The equipment is getting better and more affordable every day. Many of us here can already afford to have a system in our home that is superior to what we can find in the local Cineplex. Quite a bit better, actually.

High Definition TV and Blue Laser DVD's will bring this whole experience up to a level that the cheesy little screen movie houses can't hope to match. 

That's when we'll see new releases on our home screens...instead of the "big screen".

It's not very far off.

But I also think that there is room for a very specialised movie experience. Something like what we can see today at any IMAX theatre. A steeply pitched seating arrangement and a totally surrounding experience...perhaps even with some sort of aroma generator to really get the viewer into the experience. 3D without glasses is also a possibility. 

People would dress up and make a night of it. It would be more of an "event" than the current warehouse approach. Perhaps only two screenings per night, and a considerable ticket price. Dress up, hire a limo, and take your favorite partner out to an experience that would leave them gasping in awe...and feeling as though they had BEEN in that movie. Not just watching it.

■ **Data provided**
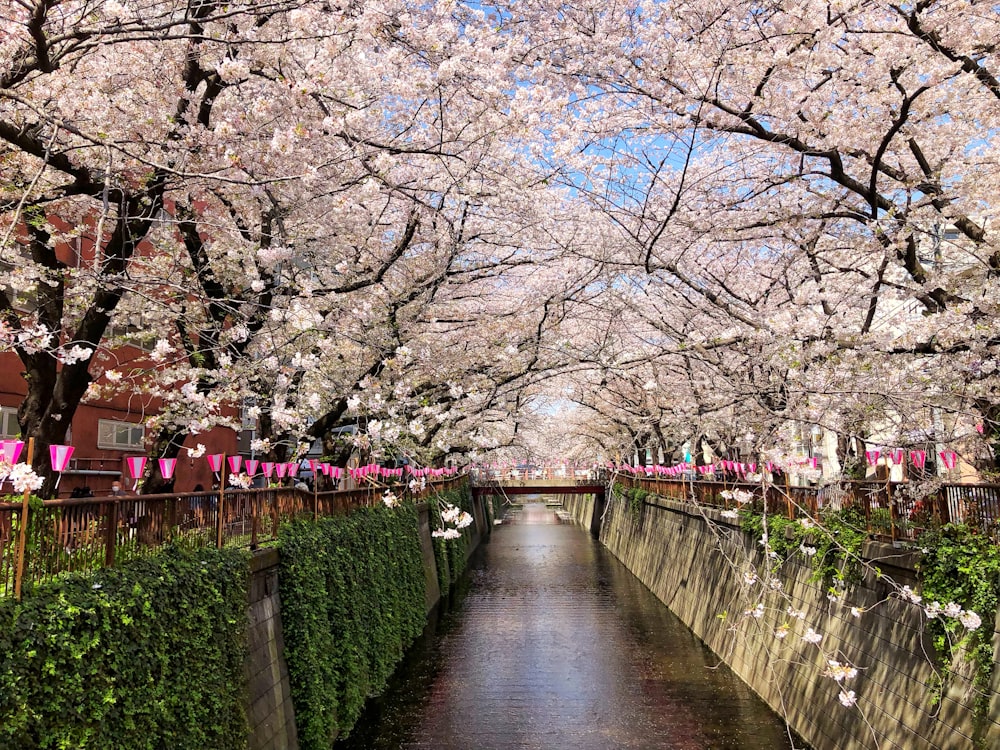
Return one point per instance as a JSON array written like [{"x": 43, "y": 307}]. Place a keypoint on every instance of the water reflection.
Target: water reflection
[{"x": 552, "y": 643}]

■ **Exercise set**
[1] Translate this sentence from the home theater post into Spanish: "People would dress up and make a night of it."
[2] Decide whether each statement agrees with the home theater post. For each one, answer yes or no and quote the words from the post that decide it.
(a) Some home systems can already outdo the local Cineplex.
(b) The specialized theater would offer many screenings each night at a low ticket price.
(c) The post rules out 3D without glasses.
[3] In the home theater post, what existing theater experience is the specialized movie experience compared to?
The material comes from a separate source.

■ **Answer set**
[1] La gente se arreglaría y haría de ello una noche especial.

[2]
(a) Yes: "superior to what we can find in the local Cineplex"
(b) No: "Perhaps only two screenings per night, and a considerable ticket price"
(c) No: "3D without glasses is also a possibility"

[3] What can be seen today at any IMAX theater.